[Begin DATA SHOWN]
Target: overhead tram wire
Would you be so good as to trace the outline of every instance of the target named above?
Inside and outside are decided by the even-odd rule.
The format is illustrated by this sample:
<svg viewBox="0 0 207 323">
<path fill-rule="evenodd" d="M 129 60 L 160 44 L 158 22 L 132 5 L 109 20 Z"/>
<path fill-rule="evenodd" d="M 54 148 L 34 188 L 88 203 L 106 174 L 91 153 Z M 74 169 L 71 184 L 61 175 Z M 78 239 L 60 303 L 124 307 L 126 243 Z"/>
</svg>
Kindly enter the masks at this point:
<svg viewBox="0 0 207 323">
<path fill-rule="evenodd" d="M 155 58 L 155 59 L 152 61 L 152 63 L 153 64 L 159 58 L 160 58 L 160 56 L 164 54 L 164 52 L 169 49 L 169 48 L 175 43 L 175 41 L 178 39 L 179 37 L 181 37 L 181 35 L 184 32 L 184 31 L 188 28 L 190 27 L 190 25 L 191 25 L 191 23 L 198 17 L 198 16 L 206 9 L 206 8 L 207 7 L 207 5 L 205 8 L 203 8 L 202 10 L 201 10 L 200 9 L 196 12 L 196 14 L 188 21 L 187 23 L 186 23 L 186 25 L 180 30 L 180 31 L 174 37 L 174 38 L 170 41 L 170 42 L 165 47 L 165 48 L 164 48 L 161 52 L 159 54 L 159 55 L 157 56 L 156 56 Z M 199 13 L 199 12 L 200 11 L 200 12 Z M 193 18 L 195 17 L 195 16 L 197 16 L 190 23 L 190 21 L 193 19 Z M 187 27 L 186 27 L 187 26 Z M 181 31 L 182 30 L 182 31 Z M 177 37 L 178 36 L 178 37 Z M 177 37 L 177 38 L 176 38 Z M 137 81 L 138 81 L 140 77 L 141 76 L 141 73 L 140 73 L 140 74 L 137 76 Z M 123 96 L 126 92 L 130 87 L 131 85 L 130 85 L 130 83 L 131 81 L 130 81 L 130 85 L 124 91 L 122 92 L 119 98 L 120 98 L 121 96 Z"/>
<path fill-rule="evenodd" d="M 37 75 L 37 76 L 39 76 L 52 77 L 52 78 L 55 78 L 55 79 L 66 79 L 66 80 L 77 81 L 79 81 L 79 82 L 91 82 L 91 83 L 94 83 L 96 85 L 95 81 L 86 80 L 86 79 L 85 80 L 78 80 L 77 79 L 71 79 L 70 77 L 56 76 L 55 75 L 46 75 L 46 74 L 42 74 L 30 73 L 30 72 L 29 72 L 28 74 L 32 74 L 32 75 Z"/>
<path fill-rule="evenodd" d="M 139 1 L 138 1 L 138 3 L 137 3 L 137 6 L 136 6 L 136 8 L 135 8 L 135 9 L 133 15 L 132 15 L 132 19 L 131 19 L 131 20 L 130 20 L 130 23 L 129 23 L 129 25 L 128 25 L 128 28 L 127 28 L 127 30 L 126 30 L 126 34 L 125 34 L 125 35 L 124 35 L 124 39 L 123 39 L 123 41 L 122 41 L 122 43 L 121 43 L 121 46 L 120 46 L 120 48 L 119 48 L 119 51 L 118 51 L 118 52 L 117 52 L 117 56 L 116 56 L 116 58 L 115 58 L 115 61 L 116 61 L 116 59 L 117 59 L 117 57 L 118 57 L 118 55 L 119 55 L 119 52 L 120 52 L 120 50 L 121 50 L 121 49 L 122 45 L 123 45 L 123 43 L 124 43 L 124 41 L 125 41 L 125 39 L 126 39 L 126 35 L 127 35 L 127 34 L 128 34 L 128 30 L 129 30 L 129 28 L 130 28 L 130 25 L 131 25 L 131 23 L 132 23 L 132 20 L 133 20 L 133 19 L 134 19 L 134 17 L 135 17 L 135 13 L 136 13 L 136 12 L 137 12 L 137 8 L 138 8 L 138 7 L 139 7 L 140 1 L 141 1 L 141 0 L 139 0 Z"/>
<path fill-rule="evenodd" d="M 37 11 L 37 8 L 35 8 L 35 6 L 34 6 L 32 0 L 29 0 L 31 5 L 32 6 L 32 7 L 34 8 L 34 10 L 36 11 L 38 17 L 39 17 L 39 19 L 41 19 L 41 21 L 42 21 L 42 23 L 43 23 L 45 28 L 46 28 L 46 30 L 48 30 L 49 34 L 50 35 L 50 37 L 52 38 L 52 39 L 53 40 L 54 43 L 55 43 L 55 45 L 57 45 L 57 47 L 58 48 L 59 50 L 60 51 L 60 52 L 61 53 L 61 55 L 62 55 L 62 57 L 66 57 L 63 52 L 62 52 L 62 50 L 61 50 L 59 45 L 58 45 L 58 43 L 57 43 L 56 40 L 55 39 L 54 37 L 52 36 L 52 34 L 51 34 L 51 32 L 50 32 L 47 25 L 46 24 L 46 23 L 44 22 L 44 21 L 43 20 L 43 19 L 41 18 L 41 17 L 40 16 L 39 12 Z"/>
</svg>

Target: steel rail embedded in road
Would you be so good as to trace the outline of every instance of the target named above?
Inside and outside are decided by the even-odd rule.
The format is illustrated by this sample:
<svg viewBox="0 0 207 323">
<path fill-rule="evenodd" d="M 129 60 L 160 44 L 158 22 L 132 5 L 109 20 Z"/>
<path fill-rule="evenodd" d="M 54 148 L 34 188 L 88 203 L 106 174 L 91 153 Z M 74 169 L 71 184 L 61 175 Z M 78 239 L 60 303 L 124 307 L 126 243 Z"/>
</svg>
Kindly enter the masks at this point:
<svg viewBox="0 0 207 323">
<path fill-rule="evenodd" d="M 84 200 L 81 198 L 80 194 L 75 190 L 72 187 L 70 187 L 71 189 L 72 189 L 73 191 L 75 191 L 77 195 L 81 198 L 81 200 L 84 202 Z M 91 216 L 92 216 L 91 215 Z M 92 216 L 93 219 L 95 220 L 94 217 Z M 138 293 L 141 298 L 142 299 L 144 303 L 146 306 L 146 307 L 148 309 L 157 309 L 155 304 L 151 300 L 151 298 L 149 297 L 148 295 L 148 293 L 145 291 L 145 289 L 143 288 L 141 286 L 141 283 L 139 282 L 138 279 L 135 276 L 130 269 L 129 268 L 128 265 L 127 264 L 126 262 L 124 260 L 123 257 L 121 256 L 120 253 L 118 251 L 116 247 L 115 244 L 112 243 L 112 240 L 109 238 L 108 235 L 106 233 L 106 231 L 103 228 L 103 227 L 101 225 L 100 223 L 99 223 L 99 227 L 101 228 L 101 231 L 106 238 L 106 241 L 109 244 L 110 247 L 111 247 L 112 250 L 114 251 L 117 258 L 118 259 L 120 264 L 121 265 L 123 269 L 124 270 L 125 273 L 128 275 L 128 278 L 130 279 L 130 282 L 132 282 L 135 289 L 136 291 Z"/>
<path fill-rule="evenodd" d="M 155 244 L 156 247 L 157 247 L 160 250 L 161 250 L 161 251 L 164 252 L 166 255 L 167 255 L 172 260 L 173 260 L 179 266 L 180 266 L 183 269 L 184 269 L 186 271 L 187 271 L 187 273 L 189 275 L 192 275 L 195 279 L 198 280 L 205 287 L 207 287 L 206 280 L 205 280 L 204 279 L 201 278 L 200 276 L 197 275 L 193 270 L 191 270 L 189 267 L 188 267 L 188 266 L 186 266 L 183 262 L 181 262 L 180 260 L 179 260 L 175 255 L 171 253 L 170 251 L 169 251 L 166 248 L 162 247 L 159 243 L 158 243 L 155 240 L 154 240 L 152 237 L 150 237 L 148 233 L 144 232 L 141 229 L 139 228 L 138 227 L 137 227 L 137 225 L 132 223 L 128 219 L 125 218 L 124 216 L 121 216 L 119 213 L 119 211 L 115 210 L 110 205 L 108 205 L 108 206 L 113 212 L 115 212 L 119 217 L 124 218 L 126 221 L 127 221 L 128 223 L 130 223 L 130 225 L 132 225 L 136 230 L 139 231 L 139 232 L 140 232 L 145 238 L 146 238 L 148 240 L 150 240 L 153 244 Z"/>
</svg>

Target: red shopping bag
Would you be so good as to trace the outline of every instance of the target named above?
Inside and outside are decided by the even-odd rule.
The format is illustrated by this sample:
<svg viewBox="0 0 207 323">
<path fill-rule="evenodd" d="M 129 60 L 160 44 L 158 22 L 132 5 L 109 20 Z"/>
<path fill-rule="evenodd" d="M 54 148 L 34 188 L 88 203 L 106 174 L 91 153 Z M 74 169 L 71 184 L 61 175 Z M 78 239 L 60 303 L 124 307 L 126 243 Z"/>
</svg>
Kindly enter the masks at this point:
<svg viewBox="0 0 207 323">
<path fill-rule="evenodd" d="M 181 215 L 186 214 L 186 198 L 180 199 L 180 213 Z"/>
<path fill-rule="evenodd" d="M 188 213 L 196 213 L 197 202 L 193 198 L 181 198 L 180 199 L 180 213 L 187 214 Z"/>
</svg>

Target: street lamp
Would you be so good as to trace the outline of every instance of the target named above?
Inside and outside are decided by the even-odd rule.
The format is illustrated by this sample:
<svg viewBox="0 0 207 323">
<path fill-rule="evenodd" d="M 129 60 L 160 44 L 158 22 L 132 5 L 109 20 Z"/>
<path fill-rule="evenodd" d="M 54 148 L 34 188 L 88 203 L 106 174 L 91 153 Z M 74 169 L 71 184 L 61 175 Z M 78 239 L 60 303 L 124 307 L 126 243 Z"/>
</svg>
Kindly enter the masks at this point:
[End DATA SHOWN]
PROBLEM STATEMENT
Copy out everything in the data from the line containing "Target: red shopping bag" down to the line containing "181 215 L 186", including both of those lines.

SOLUTION TO THIS EXERCISE
Target: red shopping bag
Would you be so good as to trace the outline of every instance of the target named above?
Inside and outside are decided by the even-odd rule.
The format is illustrated by this sample:
<svg viewBox="0 0 207 323">
<path fill-rule="evenodd" d="M 129 60 L 160 44 L 158 22 L 132 5 L 109 20 Z"/>
<path fill-rule="evenodd" d="M 54 148 L 34 188 L 88 203 L 106 174 L 91 153 Z M 74 169 L 71 184 L 61 175 Z M 78 239 L 60 303 L 124 307 L 126 243 Z"/>
</svg>
Kindly enter the masks at this point:
<svg viewBox="0 0 207 323">
<path fill-rule="evenodd" d="M 181 215 L 186 214 L 186 198 L 180 199 L 180 213 Z"/>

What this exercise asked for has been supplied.